» Source information:
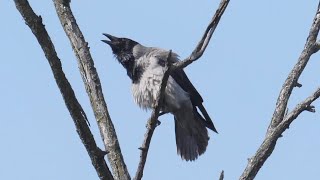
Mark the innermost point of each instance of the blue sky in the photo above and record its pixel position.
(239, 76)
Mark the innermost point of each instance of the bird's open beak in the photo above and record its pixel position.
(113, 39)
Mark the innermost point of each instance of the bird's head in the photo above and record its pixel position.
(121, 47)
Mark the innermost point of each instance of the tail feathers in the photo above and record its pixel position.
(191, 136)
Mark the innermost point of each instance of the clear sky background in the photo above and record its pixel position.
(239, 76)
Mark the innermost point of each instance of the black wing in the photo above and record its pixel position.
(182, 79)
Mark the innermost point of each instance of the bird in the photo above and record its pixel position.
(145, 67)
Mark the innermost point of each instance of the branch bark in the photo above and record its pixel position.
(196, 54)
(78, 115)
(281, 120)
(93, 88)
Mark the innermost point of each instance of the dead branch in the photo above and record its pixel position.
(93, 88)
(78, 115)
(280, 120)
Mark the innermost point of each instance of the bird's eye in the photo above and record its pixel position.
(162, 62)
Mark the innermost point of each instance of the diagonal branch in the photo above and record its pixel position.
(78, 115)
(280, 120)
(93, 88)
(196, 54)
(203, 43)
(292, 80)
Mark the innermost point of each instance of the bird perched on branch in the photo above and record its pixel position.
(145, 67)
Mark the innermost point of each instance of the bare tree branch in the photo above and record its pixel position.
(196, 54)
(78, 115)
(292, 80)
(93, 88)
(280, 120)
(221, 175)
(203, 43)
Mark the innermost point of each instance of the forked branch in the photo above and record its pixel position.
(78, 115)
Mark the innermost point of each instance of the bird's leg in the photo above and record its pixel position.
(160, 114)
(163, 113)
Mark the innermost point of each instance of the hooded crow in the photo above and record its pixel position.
...
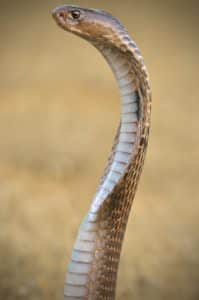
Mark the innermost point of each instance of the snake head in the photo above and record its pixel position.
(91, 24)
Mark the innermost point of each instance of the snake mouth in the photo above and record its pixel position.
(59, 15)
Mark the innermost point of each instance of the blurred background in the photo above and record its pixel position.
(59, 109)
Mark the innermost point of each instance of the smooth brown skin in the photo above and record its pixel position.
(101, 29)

» Work to be completed: Every line above from the line with "Mark the innermost point of each instance of the bird's leg" to the line with "Mark the innermost point of each instance of the hooded" is wanted, ends included; write them out exactly and add no other line.

» Result:
Mark the innermost point of each instance of the bird's leg in the photo above and record its pixel position.
(160, 114)
(163, 113)
Mark the innermost point of each instance of the hooded crow in the photo above and record its pixel position.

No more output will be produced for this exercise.